* Lista de tareas:
1. Responda estas preguntas sobre el fragmento acerca de la toma del último bastión:
(a) ¿Qué fue lo primero que se incendió?
(b) ¿Qué fuerza siguió a los granaderos?
(c) ¿Cómo circulaba el automóvil que causó terror durante la noche?
2. Prosiga el fragmento sobre la toma del último bastión a partir de su última oración.

**** Fragmento del texto ****

La toma del último bastión fue programada. Primero fue
incendiada una patrulla, luego dos motocicletas de Tránsito. El pretexto estaba
a la vista. Los estudiantes tenían reforzadas sus barricadas. Se tendió un
cerco policiaco. Pero los granaderos y sus gases lacrimógenos no pudieron. Los
siguió la Policía Montada, y en la refriega se sumaron, como era costumbre, el
resto de las policías: Secreta, Federal de Seguridad; Judicial Federal y del
Distrito Federal.
Noche y madrugada hubo tiroteos y terror. Como el que causó
ese automóvil en marcha con los faros apagados que iba a la caza de lo que se
moviera, fuera estudiante, vecino, niño, ama de casa o de quienes estaban en
medio, los reporteros y fotógrafos.

**** Sección de datos ****

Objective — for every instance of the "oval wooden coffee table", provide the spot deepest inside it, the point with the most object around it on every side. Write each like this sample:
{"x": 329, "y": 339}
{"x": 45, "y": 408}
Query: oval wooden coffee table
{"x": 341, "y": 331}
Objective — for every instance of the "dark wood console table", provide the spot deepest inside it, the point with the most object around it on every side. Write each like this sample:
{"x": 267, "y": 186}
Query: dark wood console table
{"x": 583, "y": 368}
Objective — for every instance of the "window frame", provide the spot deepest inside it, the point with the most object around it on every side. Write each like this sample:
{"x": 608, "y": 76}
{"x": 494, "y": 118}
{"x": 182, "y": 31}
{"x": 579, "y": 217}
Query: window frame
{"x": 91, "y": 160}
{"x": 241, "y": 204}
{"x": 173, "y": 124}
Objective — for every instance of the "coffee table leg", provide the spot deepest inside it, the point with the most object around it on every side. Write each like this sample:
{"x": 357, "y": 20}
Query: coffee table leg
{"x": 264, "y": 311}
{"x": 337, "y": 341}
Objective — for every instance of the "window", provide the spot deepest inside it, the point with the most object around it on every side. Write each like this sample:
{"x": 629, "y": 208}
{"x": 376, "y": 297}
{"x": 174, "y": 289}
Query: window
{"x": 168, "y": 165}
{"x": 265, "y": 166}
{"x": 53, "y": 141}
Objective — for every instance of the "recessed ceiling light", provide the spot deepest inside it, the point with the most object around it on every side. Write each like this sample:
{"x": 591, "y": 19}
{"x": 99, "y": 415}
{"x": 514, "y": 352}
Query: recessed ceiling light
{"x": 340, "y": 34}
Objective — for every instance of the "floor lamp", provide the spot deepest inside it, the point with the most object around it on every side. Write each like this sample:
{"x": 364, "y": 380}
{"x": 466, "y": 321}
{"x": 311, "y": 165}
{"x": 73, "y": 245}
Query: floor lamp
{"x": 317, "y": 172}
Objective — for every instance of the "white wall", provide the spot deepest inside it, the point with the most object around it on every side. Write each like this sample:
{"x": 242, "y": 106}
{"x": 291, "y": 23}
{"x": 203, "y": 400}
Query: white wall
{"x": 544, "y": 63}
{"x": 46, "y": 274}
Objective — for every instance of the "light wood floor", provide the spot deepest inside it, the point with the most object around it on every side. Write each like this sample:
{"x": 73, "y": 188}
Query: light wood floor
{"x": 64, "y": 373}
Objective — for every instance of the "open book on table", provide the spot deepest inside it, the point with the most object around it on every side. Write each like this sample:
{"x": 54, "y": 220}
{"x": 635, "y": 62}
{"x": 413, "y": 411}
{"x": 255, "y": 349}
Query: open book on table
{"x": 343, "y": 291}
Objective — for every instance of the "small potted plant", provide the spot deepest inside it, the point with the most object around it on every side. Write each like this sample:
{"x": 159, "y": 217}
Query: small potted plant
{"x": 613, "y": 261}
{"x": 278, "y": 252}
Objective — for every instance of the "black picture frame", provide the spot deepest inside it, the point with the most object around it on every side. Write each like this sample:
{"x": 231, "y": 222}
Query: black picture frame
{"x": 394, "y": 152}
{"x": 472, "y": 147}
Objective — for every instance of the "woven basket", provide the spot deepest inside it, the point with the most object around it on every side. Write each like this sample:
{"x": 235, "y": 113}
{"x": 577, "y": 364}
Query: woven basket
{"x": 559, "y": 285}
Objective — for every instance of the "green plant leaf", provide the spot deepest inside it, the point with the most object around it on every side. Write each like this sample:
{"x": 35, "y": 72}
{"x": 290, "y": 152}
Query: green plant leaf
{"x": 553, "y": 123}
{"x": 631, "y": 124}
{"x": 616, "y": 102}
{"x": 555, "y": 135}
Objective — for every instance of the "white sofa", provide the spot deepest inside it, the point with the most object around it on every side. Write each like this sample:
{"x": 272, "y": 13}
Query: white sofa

****

* Respuestas:
1.
(a) Una patrulla.
(b) La Policía Montada.
(c) En marcha y con los faros apagados.

2.
Desde el inicio de los tiroteos, con luz diurna, los
reporteros atrapados entre los dos fuegos, necesitaban enviar reportes a sus
redacciones. Para ello utilizaron un teléfono público, justo en la tierra de
nadie. Dictaron sus notas tirados en el piso, después de marcar de pie, a la
vista de los tiradores.
Un helicóptero reforzó la movilización de la Policía
antimotines, que se desplegó en el entorno habitacional popular y cerró las
salidas.
Lo más violento del ataque empezó a las 19:00 horas. Ramón
Ramírez resalta que había en la zona mil 500 granaderos, que irrumpieron
golpeando transeúntes y comerciantes.
Había en Santo Tomás dos mil alumnos, que colocaron 30
vehículos como barricadas, abrieron zanjas, bloquearon calles y derrumbaron
postes para evitar el paso de vehículos policíacos y militares.
A las 21:00 horas hubo un corto circuito y después "el
tiroteo se intensificó, sobre todo en las arboledas, donde granaderos y
estudiantes luchaban pecho a tierra".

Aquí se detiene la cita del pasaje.